— PASSAGE GIVEN —
[BEGIN]
Tax Court of Canada Judgments

Decision Information

Decision Content

 

 

 

 

Docket: 2008-3786(IT)I

 

BETWEEN:

 

FRANK J. BURCHILL,

Appellant,

and

 

HER MAJESTY THE QUEEN,

Respondent.

____________________________________________________________________

 

Appeal heard on September 9, 2009, at Vancouver, British Columbia

 

Before: The Honourable Justice L.M. Little

 

Appearances:

 

For the Appellant:

The Appellant himself

Counsel for the Respondent:

Natasha Reid

____________________________________________________________________

 

JUDGMENT

The appeal from the assessment made under the Income Tax Act for the 2005 taxation year is dismissed, without costs.

 

         

Signed at Vancouver, British Columbia, this 30th day of September 2009.

 

 

 

“L.M. Little”

Little J.


 

 

 

 

Citation: 2009 TCC 492

Date: 20090930

Docket: 2008-3786(IT)I

BETWEEN:

FRANK J. BURCHILL,

Appellant,

and

 

HER MAJESTY THE QUEEN,

Respondent.

 

 

 

REASONS FOR JUDGMENT

 

 

Little J.

 

 

A.    Facts

 

[1]     The Appellant is a retired Federal Civil Servant. The Appellant was also employed by Carleton University as a sessional lecturer and he was employed by the Government of the Yukon Territory.

 

[2]     In reporting his income for the 2005 taxation year, the Appellant reported pension income of $171,567.89. The pension was issued by the Public Works Government Services of Canada (“PWGSC”).

 

[3]     In the 2005 taxation year, the Appellant received Old Age Security (“OAS”) payments in the amount of $5,706.63.
[END]
— EXERCISE INSTRUCTIONS —
A. From the Tax Court judgment above, quote the passage that begins with the words containing "The appeal from" and ends with "of September 2009.".
B. Extend the Tax Court judgment on the Burchill appeal, picking up right after its last sentence.

(Saved entries)
[BEGIN]
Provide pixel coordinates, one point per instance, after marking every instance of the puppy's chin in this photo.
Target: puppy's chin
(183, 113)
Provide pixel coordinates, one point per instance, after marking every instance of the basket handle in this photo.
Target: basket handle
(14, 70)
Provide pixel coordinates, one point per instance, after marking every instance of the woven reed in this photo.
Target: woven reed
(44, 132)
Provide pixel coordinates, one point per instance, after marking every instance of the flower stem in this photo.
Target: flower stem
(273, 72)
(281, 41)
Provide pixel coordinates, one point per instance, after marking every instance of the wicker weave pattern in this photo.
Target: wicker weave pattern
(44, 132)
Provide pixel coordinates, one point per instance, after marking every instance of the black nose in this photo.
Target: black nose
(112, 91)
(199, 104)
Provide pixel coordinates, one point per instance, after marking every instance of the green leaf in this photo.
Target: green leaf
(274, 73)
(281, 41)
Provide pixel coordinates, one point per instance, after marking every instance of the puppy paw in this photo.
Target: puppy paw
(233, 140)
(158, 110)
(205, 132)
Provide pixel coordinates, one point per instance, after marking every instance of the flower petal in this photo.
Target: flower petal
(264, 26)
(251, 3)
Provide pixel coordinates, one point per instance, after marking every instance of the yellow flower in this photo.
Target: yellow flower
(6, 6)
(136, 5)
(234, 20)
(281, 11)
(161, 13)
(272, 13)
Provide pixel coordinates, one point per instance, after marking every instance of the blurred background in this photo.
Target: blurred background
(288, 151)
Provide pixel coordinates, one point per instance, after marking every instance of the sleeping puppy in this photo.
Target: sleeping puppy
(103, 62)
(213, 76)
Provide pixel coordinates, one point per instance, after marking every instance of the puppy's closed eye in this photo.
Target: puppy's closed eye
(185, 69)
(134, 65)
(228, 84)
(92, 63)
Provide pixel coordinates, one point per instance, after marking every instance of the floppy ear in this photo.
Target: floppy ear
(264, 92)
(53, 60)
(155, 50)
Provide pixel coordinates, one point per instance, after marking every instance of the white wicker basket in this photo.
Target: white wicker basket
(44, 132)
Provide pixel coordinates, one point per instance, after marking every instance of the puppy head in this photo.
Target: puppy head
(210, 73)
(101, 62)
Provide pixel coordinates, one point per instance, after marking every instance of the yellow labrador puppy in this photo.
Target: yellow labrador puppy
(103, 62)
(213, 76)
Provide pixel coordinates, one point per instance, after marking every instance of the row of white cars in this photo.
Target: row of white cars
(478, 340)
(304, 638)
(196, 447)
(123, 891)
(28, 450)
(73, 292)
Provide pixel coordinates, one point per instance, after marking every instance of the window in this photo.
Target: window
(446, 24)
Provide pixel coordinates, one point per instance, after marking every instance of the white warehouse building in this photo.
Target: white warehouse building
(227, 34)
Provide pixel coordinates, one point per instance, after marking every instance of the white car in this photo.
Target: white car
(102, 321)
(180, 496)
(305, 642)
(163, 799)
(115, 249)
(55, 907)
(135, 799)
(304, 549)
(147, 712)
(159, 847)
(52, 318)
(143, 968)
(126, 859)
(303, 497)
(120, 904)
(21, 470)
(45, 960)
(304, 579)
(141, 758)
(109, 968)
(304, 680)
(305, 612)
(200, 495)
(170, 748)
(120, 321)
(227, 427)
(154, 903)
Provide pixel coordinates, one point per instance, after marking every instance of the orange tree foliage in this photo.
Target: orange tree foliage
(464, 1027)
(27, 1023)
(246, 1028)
[END]
— RESULTS OF THE EXERCISE —
A.
The appeal from the assessment made under the Income Tax Act for the 2005 taxation year is dismissed, without costs.

 

         

Signed at Vancouver, British Columbia, this 30th day of September 2009.

B.
 

[4]     On April 3, 2006, the Minister of National Revenue (the “Minister”) issued a Notice of Reassessment for the 2005 taxation year to include pension income of $171,567.89 and to include the OAS payments in the Appellant’s income.

 

[5]     On April 4, 2006, the Appellant made a request to the Minister to allocate the pension income of $171,567.89 that he had received in a lump sum in 2005 retroactively to taxation years dating as far back as 1992.

 

[6]     The Minister accepted the request made by the Appellant. On May 3, 2006, the Minister Reassessed the Appellant’s 2005 taxation year to allocate $158,706.00 of his pension income to prior taxation years. However, the OAS payments remained unchanged.

 

[7]     The Appellant filed a Notice of Objection dated June 18, 2008.

 

B.      Issues

 

[8]     The issues are whether:

 

          a)       the Appellant is entitled to additional non-refundable tax credits in calculating the tax on pension/superannuation payments allocated to prior taxation years;

 

          b)      the Appellant was properly assessed arrears interest on the tax on pension/superannuation that had been allocated by the Minister to prior taxation years;

 

          c)       the Appellant was properly assessed a repayment of social benefits of $5,706.63 in respect of OAS received by the Appellant in 2005; and

 

          d)      the Appellant is entitled to an Age Credit for the purpose of computing his non-refundable tax credits for the 2005 taxation year.

 

C.      Analysis and Decision

 

[9]     During the hearing the Appellant stated that he was dropping his claim that he is entitled to non-refundable tax credits (see 8(a) above).

 

[10]    Section 110.2 of the Income Tax Act (the “Act”) was introduced in the Act in 2000 to provide some relief to taxpayers by allowing them to deduct, in computing their taxable income for the year, the specified portion of a qualifying amount received in that year. A tax is levied pursuant to section 120.31 of the Act on the amount deducted. Subsection 120.31(3) provides for a “notional interest”, based on the rate of interest on tax refunds applicable to the relevant period as computed for the year beginning on May 01 of the year following the relevant preceding year and ending immediately before the year in which the lump sum payment is received.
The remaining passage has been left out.